[Bereitgestellter Text]
----

BERLIN/WARSCHAU. (hpd) Polen gilt immer noch als ein erzkatholisches Land. Nach Angaben der römisch-katholischen Kirche sind 95 Prozent der Bevölkerung katholisch. Diese Zahl stützen die kirchlichen Statistiker auf den Anteil der getauften Bevölkerung. Die Realität sieht jedoch anders aus.
Selbst die Kirche geht davon aus, dass nur etwa 45 Prozent der Menschen in die Kirche gehen und nur ca. 20 Prozent mindestens einmal im Jahr die Sakramente empfangen. So liegt die Vermutung nahe, dass in einem Land, das in seinem Grundgesetz den Bürgern die Neutralität des Staates bezüglich der religiösen, weltanschaulichen und philosophischen Überzeugungen garantiert sowie die Freiheit, diese in der Öffentlichkeit zu äußern, sich andere weltanschauliche Strömungen entwickelt haben. So ist es tatsächlich.

----

[Datensatz]
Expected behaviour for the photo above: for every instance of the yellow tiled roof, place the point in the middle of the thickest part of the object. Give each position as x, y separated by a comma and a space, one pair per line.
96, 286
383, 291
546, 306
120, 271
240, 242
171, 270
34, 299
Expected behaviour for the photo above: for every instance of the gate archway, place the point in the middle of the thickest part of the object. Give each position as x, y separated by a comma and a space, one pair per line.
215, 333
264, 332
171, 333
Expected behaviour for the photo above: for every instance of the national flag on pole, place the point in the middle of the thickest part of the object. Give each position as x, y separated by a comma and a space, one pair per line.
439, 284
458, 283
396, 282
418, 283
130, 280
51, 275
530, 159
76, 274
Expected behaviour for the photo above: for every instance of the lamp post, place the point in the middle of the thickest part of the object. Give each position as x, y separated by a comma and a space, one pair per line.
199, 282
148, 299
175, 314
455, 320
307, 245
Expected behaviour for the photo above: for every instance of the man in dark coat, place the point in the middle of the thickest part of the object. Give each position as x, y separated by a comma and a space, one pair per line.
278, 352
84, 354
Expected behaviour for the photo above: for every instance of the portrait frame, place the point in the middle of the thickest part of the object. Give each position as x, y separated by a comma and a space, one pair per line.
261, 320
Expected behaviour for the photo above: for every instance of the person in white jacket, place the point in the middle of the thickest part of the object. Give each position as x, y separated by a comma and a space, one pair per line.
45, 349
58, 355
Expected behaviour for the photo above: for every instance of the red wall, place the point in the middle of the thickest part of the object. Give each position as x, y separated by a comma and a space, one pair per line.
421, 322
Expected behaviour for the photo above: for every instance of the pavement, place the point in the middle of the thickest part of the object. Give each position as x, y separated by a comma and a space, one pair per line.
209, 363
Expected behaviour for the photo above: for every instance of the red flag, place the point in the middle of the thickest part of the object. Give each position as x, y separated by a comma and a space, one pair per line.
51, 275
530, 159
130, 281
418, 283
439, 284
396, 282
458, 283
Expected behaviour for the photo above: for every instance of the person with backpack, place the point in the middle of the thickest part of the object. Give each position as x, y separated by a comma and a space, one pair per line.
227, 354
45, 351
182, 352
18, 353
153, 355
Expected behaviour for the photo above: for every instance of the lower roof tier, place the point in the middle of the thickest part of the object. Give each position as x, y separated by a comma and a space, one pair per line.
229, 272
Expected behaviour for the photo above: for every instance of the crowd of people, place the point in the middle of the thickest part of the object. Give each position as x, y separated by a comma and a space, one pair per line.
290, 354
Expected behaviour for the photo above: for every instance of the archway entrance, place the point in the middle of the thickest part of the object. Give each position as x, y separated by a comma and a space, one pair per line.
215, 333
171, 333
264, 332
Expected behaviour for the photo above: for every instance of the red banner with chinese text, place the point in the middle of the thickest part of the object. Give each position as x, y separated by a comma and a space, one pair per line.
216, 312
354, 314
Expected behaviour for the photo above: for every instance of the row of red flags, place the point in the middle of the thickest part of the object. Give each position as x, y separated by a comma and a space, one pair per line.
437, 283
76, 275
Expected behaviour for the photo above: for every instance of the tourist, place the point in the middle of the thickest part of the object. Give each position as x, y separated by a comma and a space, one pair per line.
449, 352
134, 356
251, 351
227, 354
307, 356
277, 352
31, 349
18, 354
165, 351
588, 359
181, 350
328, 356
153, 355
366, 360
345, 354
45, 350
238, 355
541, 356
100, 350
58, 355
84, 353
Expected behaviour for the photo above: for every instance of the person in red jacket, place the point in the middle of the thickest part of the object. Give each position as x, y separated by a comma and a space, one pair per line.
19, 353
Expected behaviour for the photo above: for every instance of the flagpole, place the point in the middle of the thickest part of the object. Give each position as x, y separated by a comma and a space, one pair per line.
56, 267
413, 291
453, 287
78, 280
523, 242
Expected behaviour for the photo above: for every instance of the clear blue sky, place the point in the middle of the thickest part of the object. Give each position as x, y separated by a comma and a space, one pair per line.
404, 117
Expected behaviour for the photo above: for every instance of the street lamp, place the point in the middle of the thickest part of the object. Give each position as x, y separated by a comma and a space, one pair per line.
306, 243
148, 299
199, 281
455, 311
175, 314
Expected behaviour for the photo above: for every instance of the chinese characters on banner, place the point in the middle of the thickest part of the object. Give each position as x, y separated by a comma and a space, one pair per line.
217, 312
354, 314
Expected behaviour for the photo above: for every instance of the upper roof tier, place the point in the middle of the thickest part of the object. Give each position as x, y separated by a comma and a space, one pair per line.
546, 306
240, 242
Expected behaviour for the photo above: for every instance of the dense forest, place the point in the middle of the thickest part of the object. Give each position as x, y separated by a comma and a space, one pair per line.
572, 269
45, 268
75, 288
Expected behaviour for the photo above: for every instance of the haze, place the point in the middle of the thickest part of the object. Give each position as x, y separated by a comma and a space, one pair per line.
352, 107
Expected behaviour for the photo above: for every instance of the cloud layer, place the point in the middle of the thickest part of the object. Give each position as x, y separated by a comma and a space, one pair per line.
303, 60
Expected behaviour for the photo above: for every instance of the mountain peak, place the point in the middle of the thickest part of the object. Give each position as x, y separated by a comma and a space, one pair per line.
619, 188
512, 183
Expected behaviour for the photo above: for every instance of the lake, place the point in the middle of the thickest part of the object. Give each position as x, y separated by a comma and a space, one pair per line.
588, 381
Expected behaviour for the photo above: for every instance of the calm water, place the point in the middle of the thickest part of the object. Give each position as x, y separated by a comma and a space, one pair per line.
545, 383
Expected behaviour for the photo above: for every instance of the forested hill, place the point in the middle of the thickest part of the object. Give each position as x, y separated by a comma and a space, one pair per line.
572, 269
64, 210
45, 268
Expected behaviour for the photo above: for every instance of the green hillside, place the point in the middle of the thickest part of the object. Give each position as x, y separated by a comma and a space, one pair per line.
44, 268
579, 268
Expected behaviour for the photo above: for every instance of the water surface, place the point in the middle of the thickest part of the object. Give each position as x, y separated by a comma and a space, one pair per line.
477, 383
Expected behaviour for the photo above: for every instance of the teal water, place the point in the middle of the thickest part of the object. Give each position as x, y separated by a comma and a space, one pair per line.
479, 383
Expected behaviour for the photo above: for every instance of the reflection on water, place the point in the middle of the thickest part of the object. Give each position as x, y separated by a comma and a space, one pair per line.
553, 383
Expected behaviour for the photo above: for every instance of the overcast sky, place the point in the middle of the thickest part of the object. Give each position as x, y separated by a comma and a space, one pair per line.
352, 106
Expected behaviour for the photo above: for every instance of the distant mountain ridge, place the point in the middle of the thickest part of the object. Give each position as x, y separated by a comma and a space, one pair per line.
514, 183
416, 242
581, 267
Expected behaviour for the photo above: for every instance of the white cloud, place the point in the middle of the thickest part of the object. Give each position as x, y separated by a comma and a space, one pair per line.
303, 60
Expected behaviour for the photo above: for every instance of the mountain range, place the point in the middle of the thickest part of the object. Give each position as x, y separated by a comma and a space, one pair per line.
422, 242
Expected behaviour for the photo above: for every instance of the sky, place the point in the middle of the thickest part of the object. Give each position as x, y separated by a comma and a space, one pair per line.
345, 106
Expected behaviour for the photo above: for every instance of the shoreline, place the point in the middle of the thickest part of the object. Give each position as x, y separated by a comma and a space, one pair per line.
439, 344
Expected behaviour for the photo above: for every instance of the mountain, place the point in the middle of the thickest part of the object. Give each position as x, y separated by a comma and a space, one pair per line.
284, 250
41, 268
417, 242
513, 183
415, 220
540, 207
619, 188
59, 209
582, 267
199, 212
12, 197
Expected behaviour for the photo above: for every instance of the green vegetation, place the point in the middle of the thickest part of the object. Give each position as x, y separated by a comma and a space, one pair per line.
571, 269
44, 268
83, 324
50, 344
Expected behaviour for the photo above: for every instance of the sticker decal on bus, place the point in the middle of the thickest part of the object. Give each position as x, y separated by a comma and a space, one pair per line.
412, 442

----

[Aufgabe] Kannst du dem bereitgestellten Text wortgetreu die Stelle entnehmen, die mit „BERLIN/WARSCHAU. (hpd) Polen“ beginnt und mit „ist es tatsächlich.“ endet? Die Einträge stammen aus einer anderen Quelle.

[Antwort zur Aufgabe]
BERLIN/WARSCHAU. (hpd) Polen gilt immer noch als ein erzkatholisches Land. Nach Angaben der römisch-katholischen Kirche sind 95 Prozent der Bevölkerung katholisch. Diese Zahl stützen die kirchlichen Statistiker auf den Anteil der getauften Bevölkerung. Die Realität sieht jedoch anders aus.
Selbst die Kirche geht davon aus, dass nur etwa 45 Prozent der Menschen in die Kirche gehen und nur ca. 20 Prozent mindestens einmal im Jahr die Sakramente empfangen. So liegt die Vermutung nahe, dass in einem Land, das in seinem Grundgesetz den Bürgern die Neutralität des Staates bezüglich der religiösen, weltanschaulichen und philosophischen Überzeugungen garantiert sowie die Freiheit, diese in der Öffentlichkeit zu äußern, sich andere weltanschauliche Strömungen entwickelt haben. So ist es tatsächlich.